Problem statement: Write out the following listing's lines from the one with "Reviewer note: check that each instance of the damselfly head" to the one with "Reviewer note: check that each instance of the white", exactly, with both included and no others.

Data supplied:
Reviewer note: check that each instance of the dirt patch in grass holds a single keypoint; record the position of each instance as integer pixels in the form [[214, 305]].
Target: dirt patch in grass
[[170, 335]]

* * *

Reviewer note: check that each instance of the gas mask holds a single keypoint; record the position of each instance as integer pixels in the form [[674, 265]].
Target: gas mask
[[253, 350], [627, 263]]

...

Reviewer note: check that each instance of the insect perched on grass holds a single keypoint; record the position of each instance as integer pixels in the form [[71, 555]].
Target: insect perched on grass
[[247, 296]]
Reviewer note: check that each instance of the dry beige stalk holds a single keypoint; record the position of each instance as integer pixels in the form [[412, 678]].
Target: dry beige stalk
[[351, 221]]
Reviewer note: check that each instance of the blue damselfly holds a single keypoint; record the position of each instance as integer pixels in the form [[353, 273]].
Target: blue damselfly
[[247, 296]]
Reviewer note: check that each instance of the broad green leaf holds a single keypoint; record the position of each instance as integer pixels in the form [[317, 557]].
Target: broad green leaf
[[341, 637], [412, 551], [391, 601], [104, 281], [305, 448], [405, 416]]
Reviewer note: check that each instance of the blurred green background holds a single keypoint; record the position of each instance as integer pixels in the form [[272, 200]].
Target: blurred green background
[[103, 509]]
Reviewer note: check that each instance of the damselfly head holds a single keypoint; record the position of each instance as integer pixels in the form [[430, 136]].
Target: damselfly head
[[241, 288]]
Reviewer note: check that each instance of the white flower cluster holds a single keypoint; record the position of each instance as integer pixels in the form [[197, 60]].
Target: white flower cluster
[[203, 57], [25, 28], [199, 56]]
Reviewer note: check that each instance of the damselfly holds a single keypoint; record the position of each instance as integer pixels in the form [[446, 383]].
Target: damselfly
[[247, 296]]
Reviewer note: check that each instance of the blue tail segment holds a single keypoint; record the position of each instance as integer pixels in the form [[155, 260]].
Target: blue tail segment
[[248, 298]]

Answer space:
Reviewer note: check that each instance of the damselfly head holds a single keypoint; record the position of each instance as integer pixels in the form [[430, 136]].
Target: damselfly head
[[241, 288]]
Reviewer note: check that each instance of the white flower cluster holds a single keypoint; record the position of each instance as integer pixels in the form [[197, 60]].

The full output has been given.